Stated task 1.
In the Education Department funding article, what size of cut did Tom Cole announce for the subcommittee that funds the Department of Education?
Stated task 2.
Carry on writing the Education Department funding article from the point where it ends.

Excerpt.
Republicans Want a Campus Antisemitism Crackdown. They Also Want Cuts to the Department That Would Handle It.

The House GOP is “not serious about combating antisemitism,” Democratic Rep. Rosa DeLauro told NOTUS.

House Republicans want to cut funding for the federal agency in charge of investigating discrimination on campuses, even as they try to crack down on schools over accusations of antisemitism in response to pro-Palestine protests.

The House Appropriations Committee will propose “significant cuts of 10-11%” for the subcommittee that handles funding for the Department of Education, committee Chair Tom Cole announced Thursday. While precise proposals for the department are still to be determined, it indicates House Republicans are likely to seek major funding cuts there.

The Education Department is a common punching bag for Republicans when it comes to cutting the federal budget. But this year, House Republicans have spoken extensively about the need to combat antisemitism on college campuses, including by passing a bill that specifies how the Education Department’s Office for Civil Rights defines antisemitism. Despite their urgings for the Education Department to do more to combat antisemitism, GOP appropriators do not seem eager to fund it.

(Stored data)

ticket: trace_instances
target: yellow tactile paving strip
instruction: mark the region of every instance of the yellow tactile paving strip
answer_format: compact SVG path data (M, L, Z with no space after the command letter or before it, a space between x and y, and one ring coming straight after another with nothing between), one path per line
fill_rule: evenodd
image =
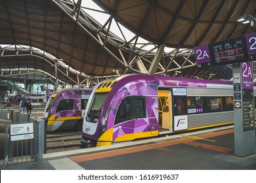
M127 154L130 153L135 153L135 152L141 152L141 151L144 151L148 150L156 149L156 148L172 146L177 144L186 144L194 146L200 146L203 148L209 149L211 150L215 150L215 151L224 153L224 152L232 151L232 149L216 146L213 145L209 145L207 144L200 143L194 141L198 139L201 139L201 140L205 139L209 141L209 139L207 139L207 138L225 135L232 132L234 132L234 129L228 129L223 131L215 132L209 134L200 135L200 137L198 138L195 138L194 137L186 136L185 137L186 138L182 139L177 139L177 140L173 140L170 141L158 142L156 144L146 144L146 145L142 145L139 146L135 146L135 147L119 149L119 150L111 150L108 152L97 152L93 154L84 154L81 156L71 157L70 159L76 163L79 163L79 162L83 162L83 161L98 159L101 159L104 158L109 158L109 157L113 157L113 156L116 156L119 155L123 155L123 154Z

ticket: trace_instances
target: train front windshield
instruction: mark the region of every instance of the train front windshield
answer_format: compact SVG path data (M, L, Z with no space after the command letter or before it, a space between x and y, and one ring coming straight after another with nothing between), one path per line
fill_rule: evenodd
M88 110L87 116L90 120L98 118L108 93L95 93Z
M51 107L51 105L52 103L52 101L54 98L53 97L50 97L49 99L48 99L48 101L47 103L46 103L46 106L45 106L45 112L49 112L49 110L50 109L50 107Z

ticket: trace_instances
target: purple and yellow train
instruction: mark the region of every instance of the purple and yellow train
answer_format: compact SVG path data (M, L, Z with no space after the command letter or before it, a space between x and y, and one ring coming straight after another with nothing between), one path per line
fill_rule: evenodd
M93 91L89 88L65 88L48 99L44 119L47 131L81 129L85 109Z
M129 75L105 80L89 99L83 147L165 133L234 123L233 85L163 76Z

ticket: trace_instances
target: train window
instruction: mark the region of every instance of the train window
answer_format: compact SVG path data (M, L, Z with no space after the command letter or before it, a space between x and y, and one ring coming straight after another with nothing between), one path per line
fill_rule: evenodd
M74 99L63 99L58 105L56 112L74 109Z
M133 118L146 117L145 97L131 98L131 116Z
M202 113L203 110L203 100L201 97L188 97L188 113Z
M224 100L223 100L224 101ZM234 110L234 100L232 97L224 97L224 110L230 111Z
M219 97L207 97L203 103L204 112L223 111L223 98Z
M174 96L173 100L175 115L187 114L186 96Z
M110 88L112 88L116 82L117 82L117 81L115 81L114 82L113 82L112 84L111 85Z
M145 97L127 97L118 107L114 124L134 118L146 118L146 114Z
M82 109L85 109L86 106L87 105L88 99L81 99L81 108Z

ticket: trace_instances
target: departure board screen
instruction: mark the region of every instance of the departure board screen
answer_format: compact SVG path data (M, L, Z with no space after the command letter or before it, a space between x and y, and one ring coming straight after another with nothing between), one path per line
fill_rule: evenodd
M213 66L248 61L244 36L209 44L209 50Z

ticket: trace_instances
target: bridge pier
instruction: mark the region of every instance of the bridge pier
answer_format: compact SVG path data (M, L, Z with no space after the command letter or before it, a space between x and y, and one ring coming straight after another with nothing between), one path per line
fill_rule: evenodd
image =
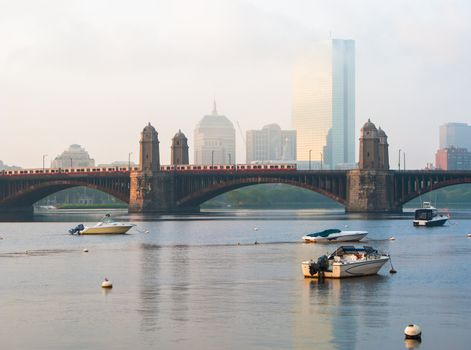
M347 173L347 213L402 213L394 201L394 174L387 170Z
M176 181L172 173L131 172L130 213L199 212L197 207L180 207L176 200Z
M24 206L0 206L0 216L5 217L24 217L24 216L33 216L34 207L32 205Z

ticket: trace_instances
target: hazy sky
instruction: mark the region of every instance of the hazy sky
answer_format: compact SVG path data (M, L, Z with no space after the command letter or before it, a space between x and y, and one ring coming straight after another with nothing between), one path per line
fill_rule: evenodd
M421 168L441 124L471 123L470 18L469 0L0 0L0 159L40 167L79 143L137 161L149 121L163 163L179 128L193 158L214 96L244 134L291 128L292 62L332 33L356 41L356 138L371 117L392 165L402 148Z

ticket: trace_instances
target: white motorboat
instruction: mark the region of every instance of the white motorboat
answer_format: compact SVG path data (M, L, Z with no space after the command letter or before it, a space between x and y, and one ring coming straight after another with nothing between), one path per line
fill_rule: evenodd
M449 217L438 213L430 202L424 202L422 208L416 209L414 214L414 226L443 226Z
M95 226L88 227L80 224L77 227L70 229L69 233L76 233L79 235L123 234L128 232L134 226L136 225L114 221L110 214L106 214L105 217L103 217L103 219L101 219L101 221Z
M369 246L341 246L329 256L303 261L301 266L306 278L347 278L375 275L387 261L389 255Z
M341 231L329 229L303 236L306 243L356 242L368 234L368 231Z

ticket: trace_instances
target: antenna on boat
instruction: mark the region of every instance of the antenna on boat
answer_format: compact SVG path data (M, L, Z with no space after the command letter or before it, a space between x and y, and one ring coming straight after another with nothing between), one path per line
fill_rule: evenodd
M389 273L397 273L396 269L394 269L394 266L392 266L391 255L389 255L389 263L391 264L391 270L389 270Z

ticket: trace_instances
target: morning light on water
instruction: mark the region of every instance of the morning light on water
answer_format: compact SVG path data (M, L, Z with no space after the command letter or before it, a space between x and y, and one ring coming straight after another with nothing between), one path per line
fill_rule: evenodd
M0 0L0 347L468 349L467 0Z

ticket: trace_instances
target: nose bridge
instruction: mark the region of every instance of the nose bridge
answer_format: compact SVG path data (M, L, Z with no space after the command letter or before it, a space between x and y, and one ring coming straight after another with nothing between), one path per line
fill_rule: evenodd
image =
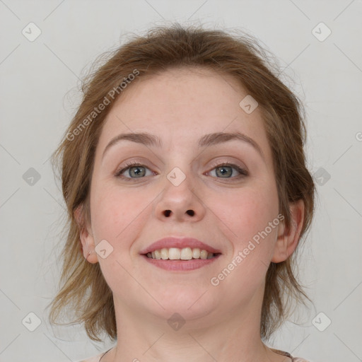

Written answer 1.
Cuts of 10 to 11 percent.

Written answer 2.
“I’m of the belief that more things are better done at the state level as opposed to federal level, so I’m not interested in inflating a big bureaucracy here in Washington,” said Rep. Robert Aderholt, chair of the Appropriations subcommittee that oversees funding for the Department of Education. Last year, he introduced a failed GOP proposal to slash funding for the department’s Office for Civil Rights by 25%.

Rep. Andrew Clyde, a subcommittee member, called the civil rights office “incredibly redundant” and said it “should be completely eliminated.” The Georgia representative said he would push his subcommittee colleagues to cut its funding.

Clyde suggested that the Department of Justice should handle civil rights concerns at schools instead.

“I think we have an office of civil rights in the Justice Department, right? Why does every branch of the federal government need an office of civil rights?” he told NOTUS.

The Department of Education has been urging lawmakers for an increase in funding for the Office for Civil Rights, arguing that the agency has seen complaints triple since 2009, including “alarming reports of rising Antisemitism and anti-Arab discrimination in our Nation’s schools and college campuses,” per an April statement from Secretary Miguel Cardona.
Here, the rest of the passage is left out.